══ GIVEN PASSAGE
We start with tweaking probability theory a bit. One of the axioms of probability theory says that all probabilities must lie in the range zero to one. However, we could imagine relaxing this rule...​

Negative probability is a logical contradiction unless probability is redefined, in which case I'm not sure why you insist on still calling it probability.

 

[Dmitry67]

You realize the link you posted contradicts what you just said, right?

We start with tweaking probability theory a bit. One of the axioms of probability theory says that all probabilities must lie in the range zero to one. However, we could imagine relaxing this rule...​

Negative probability is a logical contradiction unless probability is redefined, in which case I'm not sure why you insist on still calling it probability.

We are talking about PHYSICS not MATHEMATICS here
Nature does not care about what "one of the axioms says"
If square fi is negative sometimes, then it is bad for the probability theory or for the Born rule, or for the both, but not for the Nature.

 

[Tac-Tics]

You realize the link you posted contradicts what you just said, right?
════
══ DATA RECORDS
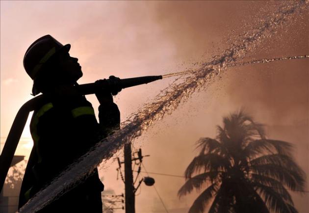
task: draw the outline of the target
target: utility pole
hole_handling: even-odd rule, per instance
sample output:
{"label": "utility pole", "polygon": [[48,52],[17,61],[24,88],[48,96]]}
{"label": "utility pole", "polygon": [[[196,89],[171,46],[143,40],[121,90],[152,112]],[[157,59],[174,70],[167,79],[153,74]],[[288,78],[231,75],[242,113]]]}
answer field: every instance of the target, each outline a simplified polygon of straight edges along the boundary
{"label": "utility pole", "polygon": [[[136,156],[136,155],[137,156]],[[132,148],[131,143],[125,144],[124,150],[124,155],[125,160],[121,161],[119,158],[117,158],[118,164],[119,167],[117,169],[118,174],[120,174],[121,179],[125,183],[125,201],[126,201],[126,213],[135,213],[135,192],[140,186],[142,182],[145,183],[146,186],[153,186],[154,184],[154,179],[150,177],[144,177],[138,182],[137,186],[135,187],[134,184],[137,181],[137,178],[141,172],[142,162],[143,158],[145,157],[148,157],[149,155],[142,155],[142,150],[139,149],[138,151],[135,152],[133,155],[132,155]],[[136,175],[135,180],[133,181],[133,171],[132,170],[132,161],[134,161],[135,165],[138,165],[138,169],[137,171],[134,171],[137,172]],[[125,177],[122,174],[121,170],[121,164],[125,164]],[[117,180],[118,175],[117,174]]]}
{"label": "utility pole", "polygon": [[124,156],[126,213],[135,213],[135,195],[132,171],[131,142],[125,144]]}

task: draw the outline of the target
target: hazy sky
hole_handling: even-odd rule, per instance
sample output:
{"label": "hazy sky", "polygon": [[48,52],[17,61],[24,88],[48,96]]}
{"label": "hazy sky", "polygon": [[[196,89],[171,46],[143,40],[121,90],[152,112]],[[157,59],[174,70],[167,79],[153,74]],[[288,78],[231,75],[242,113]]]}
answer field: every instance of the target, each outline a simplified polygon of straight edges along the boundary
{"label": "hazy sky", "polygon": [[[162,75],[184,70],[192,62],[206,60],[220,53],[230,45],[229,36],[243,34],[254,26],[255,19],[270,14],[282,3],[1,0],[1,147],[18,110],[32,97],[32,81],[24,70],[23,58],[38,38],[50,34],[63,44],[71,44],[70,53],[79,58],[84,73],[79,83],[110,75],[121,78]],[[296,15],[294,23],[280,28],[271,40],[263,41],[245,59],[308,54],[307,12]],[[196,154],[195,142],[200,137],[214,137],[222,117],[243,106],[258,121],[267,125],[269,138],[295,145],[296,161],[308,174],[309,61],[229,69],[207,91],[195,94],[137,140],[134,147],[141,145],[143,152],[151,155],[145,159],[146,169],[182,175]],[[115,101],[122,120],[172,80],[127,89],[117,95]],[[97,112],[95,97],[87,99]],[[23,137],[30,137],[28,126]],[[21,143],[18,154],[28,155],[29,144]],[[116,180],[116,163],[108,165],[107,170],[100,170],[105,188],[123,193],[123,183]],[[169,212],[186,212],[197,194],[178,199],[177,192],[184,180],[152,176]],[[293,198],[299,213],[307,213],[308,193]],[[164,212],[154,188],[144,185],[136,207],[137,213]]]}

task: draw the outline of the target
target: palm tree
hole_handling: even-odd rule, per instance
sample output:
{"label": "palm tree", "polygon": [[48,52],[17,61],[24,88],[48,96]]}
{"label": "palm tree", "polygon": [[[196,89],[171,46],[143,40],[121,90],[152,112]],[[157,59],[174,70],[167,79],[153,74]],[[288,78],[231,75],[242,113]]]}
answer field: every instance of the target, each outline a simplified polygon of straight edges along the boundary
{"label": "palm tree", "polygon": [[216,139],[197,142],[200,154],[185,170],[180,198],[206,187],[189,213],[203,213],[211,201],[208,213],[297,213],[287,190],[303,190],[306,175],[291,144],[266,138],[263,125],[241,110],[223,124]]}

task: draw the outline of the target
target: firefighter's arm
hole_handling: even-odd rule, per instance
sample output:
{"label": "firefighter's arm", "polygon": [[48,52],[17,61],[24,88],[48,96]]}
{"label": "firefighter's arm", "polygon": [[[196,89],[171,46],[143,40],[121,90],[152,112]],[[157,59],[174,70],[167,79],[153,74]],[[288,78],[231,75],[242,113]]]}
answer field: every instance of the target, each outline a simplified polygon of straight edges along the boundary
{"label": "firefighter's arm", "polygon": [[[109,79],[111,78],[114,78],[115,80],[119,79],[114,77],[110,77]],[[112,95],[112,93],[116,94],[119,91],[103,90],[96,93],[100,104],[99,107],[100,125],[102,133],[106,136],[120,128],[120,112],[117,105],[114,103]]]}

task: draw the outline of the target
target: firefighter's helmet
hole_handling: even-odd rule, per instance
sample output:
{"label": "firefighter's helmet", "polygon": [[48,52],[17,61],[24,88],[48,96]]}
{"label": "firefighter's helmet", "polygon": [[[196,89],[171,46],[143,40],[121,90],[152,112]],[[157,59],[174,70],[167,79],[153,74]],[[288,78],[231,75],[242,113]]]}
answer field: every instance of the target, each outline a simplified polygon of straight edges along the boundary
{"label": "firefighter's helmet", "polygon": [[24,57],[24,67],[30,77],[34,80],[42,67],[51,57],[60,50],[68,52],[70,44],[63,46],[50,35],[37,39],[29,47]]}

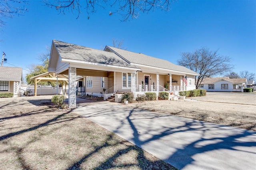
════
▶ _THE PROBLEM_
Copy out the forum exchange on negative probability verbatim, from start to finish.

▶ _COMPLETE ANSWER_
We start with tweaking probability theory a bit. One of the axioms of probability theory says that all probabilities must lie in the range zero to one. However, we could imagine relaxing this rule...​

Negative probability is a logical contradiction unless probability is redefined, in which case I'm not sure why you insist on still calling it probability.

 

[Dmitry67]

You realize the link you posted contradicts what you just said, right?

We start with tweaking probability theory a bit. One of the axioms of probability theory says that all probabilities must lie in the range zero to one. However, we could imagine relaxing this rule...​

Negative probability is a logical contradiction unless probability is redefined, in which case I'm not sure why you insist on still calling it probability.

We are talking about PHYSICS not MATHEMATICS here
Nature does not care about what "one of the axioms says"
If square fi is negative sometimes, then it is bad for the probability theory or for the Born rule, or for the both, but not for the Nature.

 

[Tac-Tics]

You realize the link you posted contradicts what you just said, right?